======== Passage for review
Like a holiday, only quicker: part 2.5 – Belgrade (airport)

I am a curse.  I should never go on holiday.

Last year Peter and I went to Vietnam . . . and were in Hanoi when super-typhoon Haiyan hit the coast.  This year we’ve come to the Balkans . . . and they’ve suffered the worst floods in recent history.  Maybe I should never leave the UK.  (Maybe I should hire myself out to drought-ridden countries as a guaranteed source of rain).

Without wishing to downplay the nightmare currently being lived out by the tens of thousands of people affected by this horrific act of nature, it didn’t change the fact that our travel plans were now completely scuppered.  Our intention had been to take the train from Sarajevo to Zagreb, and another the next day on to Ljubljana, but to my immense disappointment we realised that no trains were crossing the border, and huge swathes of the Bosnian transport network are in serious trouble.  We despondently looked for alternatives but soon realised that the only practical option was to fly directly to Ljubljana, and skip out Croatia altogether.

There were silver linings.  We spent a little longer in our lovely Sarajevo hideaway up in the hills.  We had more time to chat with our hosts Nedzad and his wife Amina.  We got to fly via Belgrade.

Wait, what?  Belgrade?!

Belgrade-from-the-air
It’s hard to believe this used to be a communist city

Yes: another unexpected, unintentional transfer via a country which is actually in the opposite direction to that in which we wished to go.  This particular layover, admittedly, was only an hour and a half.  But at (a nonetheless purse-stretching) £94, these flights were the cheapest available; the rest were over £400.  Fine.  Skyscanner had spoken.  We were going to Serbia.
================
Task directions: In the travel post about flying via Belgrade, how long was the layover there?
======== Source data
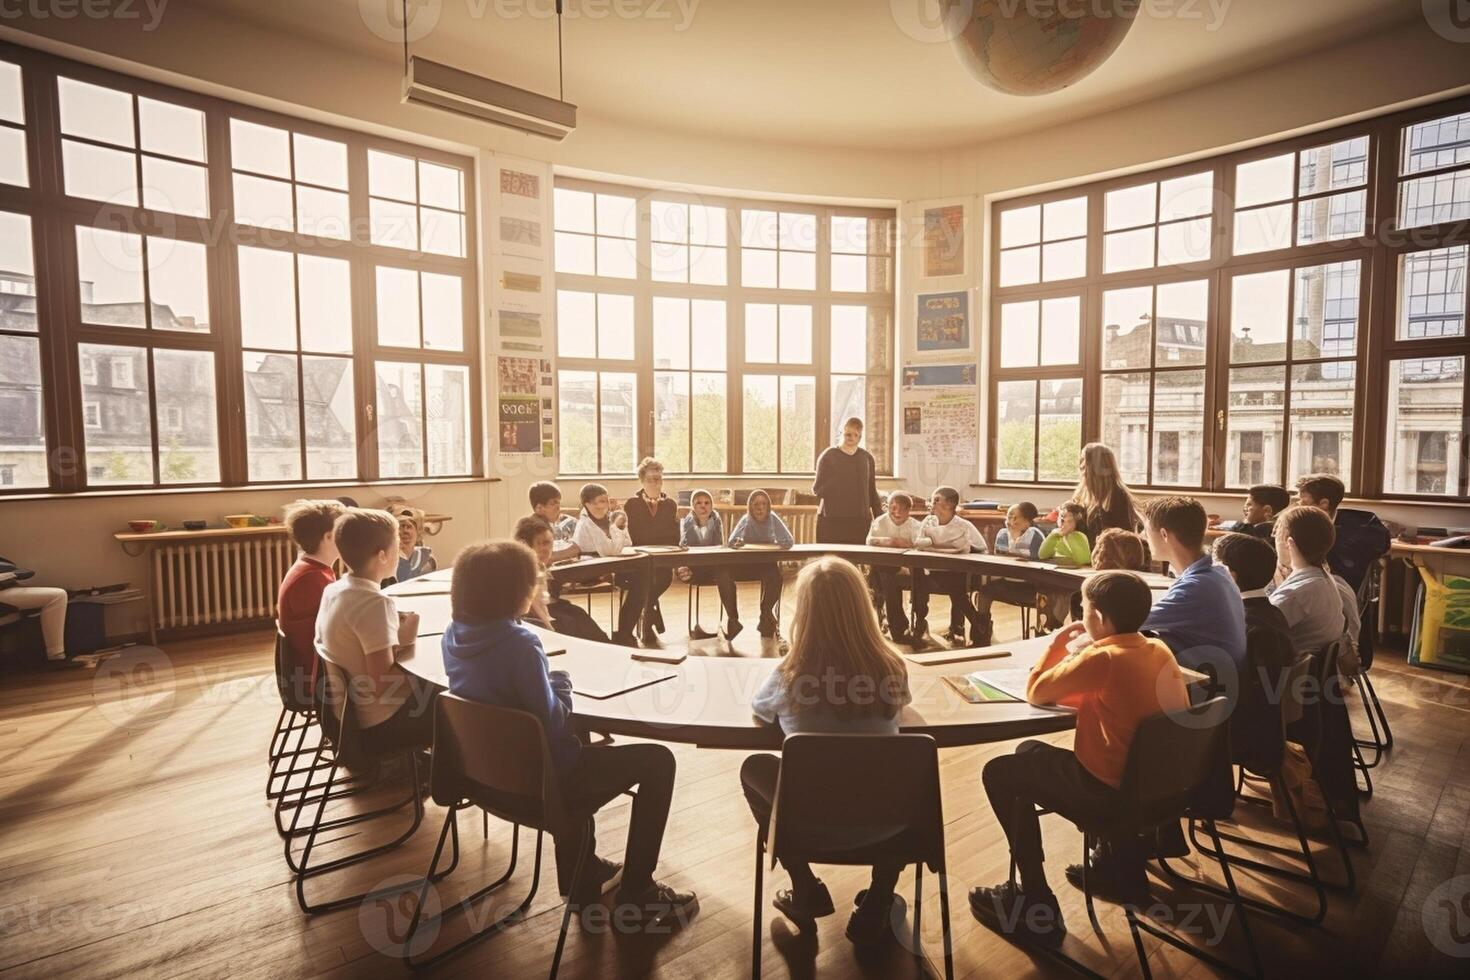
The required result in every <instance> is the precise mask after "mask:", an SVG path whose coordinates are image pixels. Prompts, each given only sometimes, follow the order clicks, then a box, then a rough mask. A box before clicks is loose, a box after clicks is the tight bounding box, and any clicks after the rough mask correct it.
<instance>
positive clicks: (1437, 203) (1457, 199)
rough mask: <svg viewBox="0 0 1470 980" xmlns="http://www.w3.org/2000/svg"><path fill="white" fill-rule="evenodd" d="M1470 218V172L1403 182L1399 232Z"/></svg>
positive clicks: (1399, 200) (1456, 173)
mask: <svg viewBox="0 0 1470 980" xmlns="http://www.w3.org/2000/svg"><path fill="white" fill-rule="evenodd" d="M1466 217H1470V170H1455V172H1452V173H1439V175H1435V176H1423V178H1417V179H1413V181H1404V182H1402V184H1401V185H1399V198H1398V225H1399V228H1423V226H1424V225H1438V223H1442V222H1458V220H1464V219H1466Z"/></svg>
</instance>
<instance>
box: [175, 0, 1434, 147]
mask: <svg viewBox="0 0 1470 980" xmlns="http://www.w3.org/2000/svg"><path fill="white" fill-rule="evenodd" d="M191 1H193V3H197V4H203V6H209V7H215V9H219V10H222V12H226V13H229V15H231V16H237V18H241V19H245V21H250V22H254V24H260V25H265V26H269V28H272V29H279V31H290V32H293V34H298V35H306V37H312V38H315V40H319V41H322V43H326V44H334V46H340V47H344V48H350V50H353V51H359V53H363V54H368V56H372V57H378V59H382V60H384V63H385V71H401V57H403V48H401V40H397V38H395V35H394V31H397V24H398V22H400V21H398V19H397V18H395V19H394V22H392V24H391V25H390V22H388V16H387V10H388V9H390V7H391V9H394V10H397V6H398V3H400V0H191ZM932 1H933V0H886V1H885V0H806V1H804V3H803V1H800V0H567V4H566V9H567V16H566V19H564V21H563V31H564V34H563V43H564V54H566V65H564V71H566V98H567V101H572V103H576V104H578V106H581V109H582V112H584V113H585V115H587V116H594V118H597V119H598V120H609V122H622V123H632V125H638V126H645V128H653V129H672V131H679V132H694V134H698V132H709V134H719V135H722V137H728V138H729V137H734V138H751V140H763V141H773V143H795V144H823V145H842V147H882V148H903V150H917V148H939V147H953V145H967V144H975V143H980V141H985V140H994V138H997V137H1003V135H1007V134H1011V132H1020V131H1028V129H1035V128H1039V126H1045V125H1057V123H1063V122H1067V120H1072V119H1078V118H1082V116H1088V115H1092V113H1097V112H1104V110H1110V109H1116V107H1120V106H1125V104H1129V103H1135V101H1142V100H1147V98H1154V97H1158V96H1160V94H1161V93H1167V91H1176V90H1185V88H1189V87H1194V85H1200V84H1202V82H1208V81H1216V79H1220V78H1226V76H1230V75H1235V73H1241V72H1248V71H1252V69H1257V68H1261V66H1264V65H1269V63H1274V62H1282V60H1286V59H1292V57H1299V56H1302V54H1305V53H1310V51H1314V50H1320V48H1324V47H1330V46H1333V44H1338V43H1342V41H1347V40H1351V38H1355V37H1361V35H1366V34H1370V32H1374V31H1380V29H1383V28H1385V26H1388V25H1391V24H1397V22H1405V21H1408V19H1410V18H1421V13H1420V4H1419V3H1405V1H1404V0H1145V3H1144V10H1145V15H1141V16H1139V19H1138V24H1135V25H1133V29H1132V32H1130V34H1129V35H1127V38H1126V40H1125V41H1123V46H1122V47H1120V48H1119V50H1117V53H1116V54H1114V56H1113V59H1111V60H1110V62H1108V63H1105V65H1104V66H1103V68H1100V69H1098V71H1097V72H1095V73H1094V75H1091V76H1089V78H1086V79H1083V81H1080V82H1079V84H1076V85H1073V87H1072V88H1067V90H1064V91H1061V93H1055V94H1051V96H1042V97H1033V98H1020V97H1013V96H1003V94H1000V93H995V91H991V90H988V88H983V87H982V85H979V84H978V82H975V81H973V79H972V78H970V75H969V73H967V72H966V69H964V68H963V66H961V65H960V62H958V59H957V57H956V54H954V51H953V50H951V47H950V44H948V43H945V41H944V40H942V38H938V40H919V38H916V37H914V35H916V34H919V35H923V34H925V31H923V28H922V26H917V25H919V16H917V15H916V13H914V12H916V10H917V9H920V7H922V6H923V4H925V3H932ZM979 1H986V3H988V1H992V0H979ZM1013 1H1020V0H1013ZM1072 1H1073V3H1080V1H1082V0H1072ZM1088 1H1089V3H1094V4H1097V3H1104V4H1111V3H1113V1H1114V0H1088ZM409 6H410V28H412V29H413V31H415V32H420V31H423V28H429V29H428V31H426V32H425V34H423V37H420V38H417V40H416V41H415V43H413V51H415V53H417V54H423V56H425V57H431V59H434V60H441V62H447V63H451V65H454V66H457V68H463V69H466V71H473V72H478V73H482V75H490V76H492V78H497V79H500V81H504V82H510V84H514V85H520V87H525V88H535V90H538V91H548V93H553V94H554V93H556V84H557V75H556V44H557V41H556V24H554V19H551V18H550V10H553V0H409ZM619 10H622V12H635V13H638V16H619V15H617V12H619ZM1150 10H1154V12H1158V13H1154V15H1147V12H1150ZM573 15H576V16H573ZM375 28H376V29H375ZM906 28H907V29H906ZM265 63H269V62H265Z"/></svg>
================
Answer: An hour and a half.